* _Task objective_: Identify each line in the items below that contains the word "house", and copy those lines.
─── Material provided
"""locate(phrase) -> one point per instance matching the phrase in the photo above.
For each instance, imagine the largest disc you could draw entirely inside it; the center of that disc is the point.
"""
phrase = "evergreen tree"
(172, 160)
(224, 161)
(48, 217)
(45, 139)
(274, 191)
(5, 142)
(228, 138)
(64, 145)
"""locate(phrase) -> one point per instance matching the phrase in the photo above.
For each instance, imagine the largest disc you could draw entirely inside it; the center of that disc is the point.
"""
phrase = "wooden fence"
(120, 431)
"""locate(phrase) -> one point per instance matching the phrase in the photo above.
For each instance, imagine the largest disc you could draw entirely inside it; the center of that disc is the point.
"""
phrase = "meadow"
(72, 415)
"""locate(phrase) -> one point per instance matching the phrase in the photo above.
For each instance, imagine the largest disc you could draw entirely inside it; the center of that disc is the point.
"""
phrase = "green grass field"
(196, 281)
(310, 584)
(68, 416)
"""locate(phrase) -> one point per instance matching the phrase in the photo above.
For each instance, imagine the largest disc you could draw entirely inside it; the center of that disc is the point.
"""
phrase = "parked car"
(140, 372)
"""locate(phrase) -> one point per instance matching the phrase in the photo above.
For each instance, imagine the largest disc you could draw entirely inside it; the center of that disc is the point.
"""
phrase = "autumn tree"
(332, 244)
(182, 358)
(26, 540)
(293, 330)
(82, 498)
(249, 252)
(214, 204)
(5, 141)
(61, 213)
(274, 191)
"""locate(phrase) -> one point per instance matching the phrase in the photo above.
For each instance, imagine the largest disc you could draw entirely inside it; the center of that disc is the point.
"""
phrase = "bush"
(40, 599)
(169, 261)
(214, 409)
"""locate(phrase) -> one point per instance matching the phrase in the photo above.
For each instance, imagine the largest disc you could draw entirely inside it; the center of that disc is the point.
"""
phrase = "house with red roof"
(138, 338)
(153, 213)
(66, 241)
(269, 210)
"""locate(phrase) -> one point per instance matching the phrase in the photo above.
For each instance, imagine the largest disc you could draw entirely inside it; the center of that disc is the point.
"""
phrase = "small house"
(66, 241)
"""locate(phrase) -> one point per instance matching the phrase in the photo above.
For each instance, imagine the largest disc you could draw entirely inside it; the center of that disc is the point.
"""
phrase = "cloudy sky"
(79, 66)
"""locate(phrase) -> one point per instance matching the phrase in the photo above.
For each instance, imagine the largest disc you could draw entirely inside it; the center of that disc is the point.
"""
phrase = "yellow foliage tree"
──────
* _Answer to the task_:
phrase = "house with red roof"
phrase = "small house"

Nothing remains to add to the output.